**TASK OBJECTIVE**
Set out as a numbered list the lines below, from the first one through the line containing "x=555, y=409", inclusive. Skip any blank lines and leave out the pictures.

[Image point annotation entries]
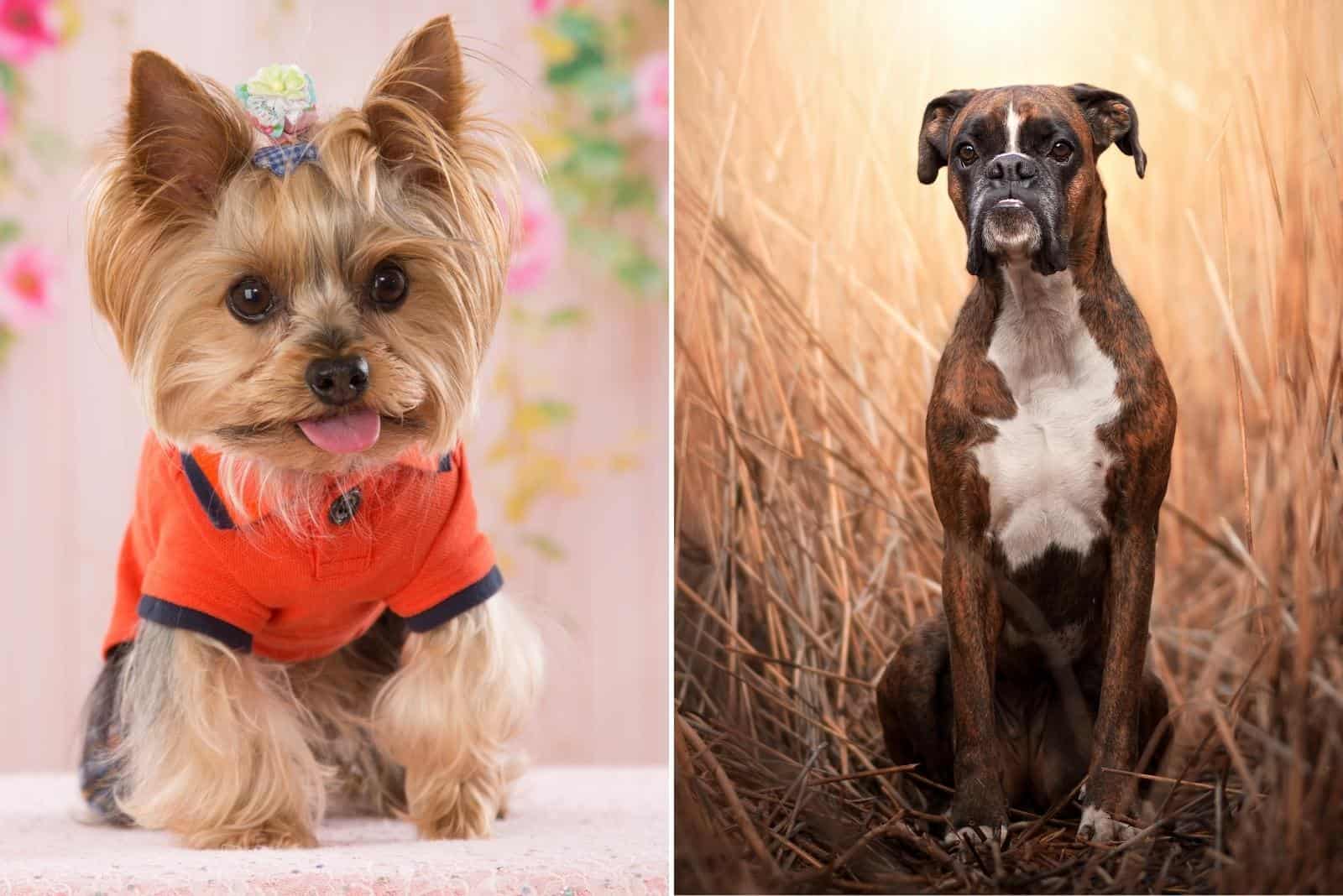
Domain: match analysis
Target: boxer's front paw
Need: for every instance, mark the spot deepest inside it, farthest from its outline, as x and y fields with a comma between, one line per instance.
x=1099, y=828
x=975, y=836
x=978, y=815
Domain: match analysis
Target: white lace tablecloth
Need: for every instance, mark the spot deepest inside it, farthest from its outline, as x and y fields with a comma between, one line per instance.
x=570, y=832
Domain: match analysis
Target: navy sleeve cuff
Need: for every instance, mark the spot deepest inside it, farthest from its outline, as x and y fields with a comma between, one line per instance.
x=185, y=617
x=454, y=605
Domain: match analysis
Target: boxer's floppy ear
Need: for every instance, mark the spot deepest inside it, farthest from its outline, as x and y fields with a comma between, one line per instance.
x=937, y=132
x=1112, y=120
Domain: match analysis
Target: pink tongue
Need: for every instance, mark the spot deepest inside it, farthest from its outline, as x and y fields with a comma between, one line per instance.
x=342, y=435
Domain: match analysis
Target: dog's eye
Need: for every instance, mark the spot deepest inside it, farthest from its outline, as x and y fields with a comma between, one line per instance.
x=250, y=300
x=387, y=286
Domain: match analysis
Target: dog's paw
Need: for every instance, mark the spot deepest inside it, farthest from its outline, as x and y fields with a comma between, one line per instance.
x=1099, y=828
x=264, y=837
x=975, y=835
x=458, y=826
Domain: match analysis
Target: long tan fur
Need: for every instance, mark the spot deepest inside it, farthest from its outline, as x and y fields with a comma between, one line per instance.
x=215, y=746
x=462, y=692
x=232, y=750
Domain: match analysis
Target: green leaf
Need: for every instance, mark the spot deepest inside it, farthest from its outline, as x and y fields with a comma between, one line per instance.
x=595, y=159
x=579, y=26
x=641, y=273
x=572, y=70
x=635, y=192
x=555, y=409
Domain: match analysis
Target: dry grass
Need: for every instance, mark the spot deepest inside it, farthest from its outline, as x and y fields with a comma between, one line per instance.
x=816, y=286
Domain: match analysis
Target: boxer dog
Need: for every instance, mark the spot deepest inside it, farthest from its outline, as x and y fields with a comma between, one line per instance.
x=1049, y=439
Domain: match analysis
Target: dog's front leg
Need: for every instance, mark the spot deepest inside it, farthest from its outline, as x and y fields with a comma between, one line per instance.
x=974, y=618
x=462, y=692
x=214, y=746
x=1115, y=739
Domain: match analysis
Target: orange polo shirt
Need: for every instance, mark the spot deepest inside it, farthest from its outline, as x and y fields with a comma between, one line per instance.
x=405, y=538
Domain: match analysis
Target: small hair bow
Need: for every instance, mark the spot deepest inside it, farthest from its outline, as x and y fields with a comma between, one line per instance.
x=282, y=105
x=282, y=159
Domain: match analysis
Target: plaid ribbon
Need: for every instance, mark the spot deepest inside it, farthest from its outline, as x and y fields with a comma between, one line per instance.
x=284, y=159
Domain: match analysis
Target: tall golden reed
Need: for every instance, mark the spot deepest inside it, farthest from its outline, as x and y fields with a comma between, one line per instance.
x=817, y=280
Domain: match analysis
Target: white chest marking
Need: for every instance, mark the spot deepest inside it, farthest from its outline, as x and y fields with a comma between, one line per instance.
x=1047, y=466
x=1013, y=128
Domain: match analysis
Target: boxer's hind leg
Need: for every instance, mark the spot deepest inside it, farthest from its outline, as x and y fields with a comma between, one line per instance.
x=339, y=691
x=913, y=703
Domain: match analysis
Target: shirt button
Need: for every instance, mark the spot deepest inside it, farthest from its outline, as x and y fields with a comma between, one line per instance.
x=346, y=508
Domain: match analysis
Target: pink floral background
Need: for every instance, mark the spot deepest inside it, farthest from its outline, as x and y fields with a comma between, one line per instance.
x=570, y=450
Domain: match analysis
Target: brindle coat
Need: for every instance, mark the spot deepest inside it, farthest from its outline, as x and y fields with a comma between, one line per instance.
x=1005, y=715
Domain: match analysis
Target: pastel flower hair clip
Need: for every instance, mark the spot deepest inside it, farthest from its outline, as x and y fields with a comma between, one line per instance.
x=282, y=105
x=281, y=102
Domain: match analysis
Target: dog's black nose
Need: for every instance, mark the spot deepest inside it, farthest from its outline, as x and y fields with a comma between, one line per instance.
x=1011, y=167
x=337, y=381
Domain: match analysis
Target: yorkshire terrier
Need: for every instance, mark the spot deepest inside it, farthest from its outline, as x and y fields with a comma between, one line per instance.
x=306, y=611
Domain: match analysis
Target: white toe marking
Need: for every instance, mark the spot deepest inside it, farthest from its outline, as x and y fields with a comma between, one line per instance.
x=1103, y=828
x=975, y=835
x=1013, y=128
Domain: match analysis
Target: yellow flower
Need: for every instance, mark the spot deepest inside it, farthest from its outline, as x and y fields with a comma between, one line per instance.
x=67, y=19
x=555, y=49
x=551, y=145
x=288, y=82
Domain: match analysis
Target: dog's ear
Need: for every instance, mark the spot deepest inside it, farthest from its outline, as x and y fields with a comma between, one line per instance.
x=420, y=91
x=1112, y=120
x=937, y=132
x=185, y=137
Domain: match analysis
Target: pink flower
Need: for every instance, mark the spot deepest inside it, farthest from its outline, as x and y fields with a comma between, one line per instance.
x=26, y=294
x=541, y=243
x=6, y=120
x=27, y=27
x=651, y=94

**SOLVED PROBLEM**
1. Domain: match analysis
2. Target: boxer's front paw
3. Need: for every instance, mark the spot deepest inside it, farthest from its outline, as x and y fields with a comma between, one line per instance.
4. x=1099, y=828
5. x=975, y=836
6. x=978, y=815
7. Domain: match analysis
8. Target: white lace tablecloth
9. Need: for every instance, mark the spot deepest inside it, farthest from its outline, as x and y fields with a comma between, one line per instance.
10. x=570, y=832
11. Domain: match analysis
12. Target: navy sleeve cuff
13. Need: for every instance, mark the spot deepest inside it, farthest from its outline, as x and y fields with a comma between, one line per instance.
14. x=185, y=617
15. x=454, y=605
16. Domain: match analysis
17. Target: boxer's floppy ear
18. Need: for every instance, mark the spot deepest inside it, farthest from its outline, as x and y fields with a comma between, one line per instance.
19. x=937, y=132
20. x=1112, y=120
21. Domain: match analysis
22. Target: pink tongue
23. Need: for every instance, mark the spot deepest inside it, farthest from its outline, as x and y fields with a comma between, one line per instance.
24. x=342, y=435
25. Domain: match analysis
26. Target: dog's eye
27. Need: for every instance, mark the spot deepest inside it, farthest from its outline, as x and y fields with a comma between, one line per instance.
28. x=250, y=300
29. x=387, y=286
30. Domain: match analysis
31. Target: dog's paw
32. Need: for every instance, mark the spot deepest inside it, farthest from its outline, as x and y fields with a comma between, one line per instance.
33. x=1099, y=828
34. x=264, y=837
35. x=975, y=835
36. x=458, y=826
37. Domain: match analysis
38. Target: long tan fur
39. Need: for every instance, mark the spot deepest inside it, farthest from its outline, as x and y fields with a comma between, one line per instance.
40. x=215, y=746
41. x=462, y=692
42. x=232, y=750
43. Domain: match analysis
44. Target: green leaf
45. Need: for every instance, mark the spot deepest inside it, farthest from its outline, as x and y fields with a comma between, one line per instance.
46. x=595, y=159
47. x=579, y=26
48. x=641, y=273
49. x=572, y=70
50. x=635, y=192
51. x=555, y=409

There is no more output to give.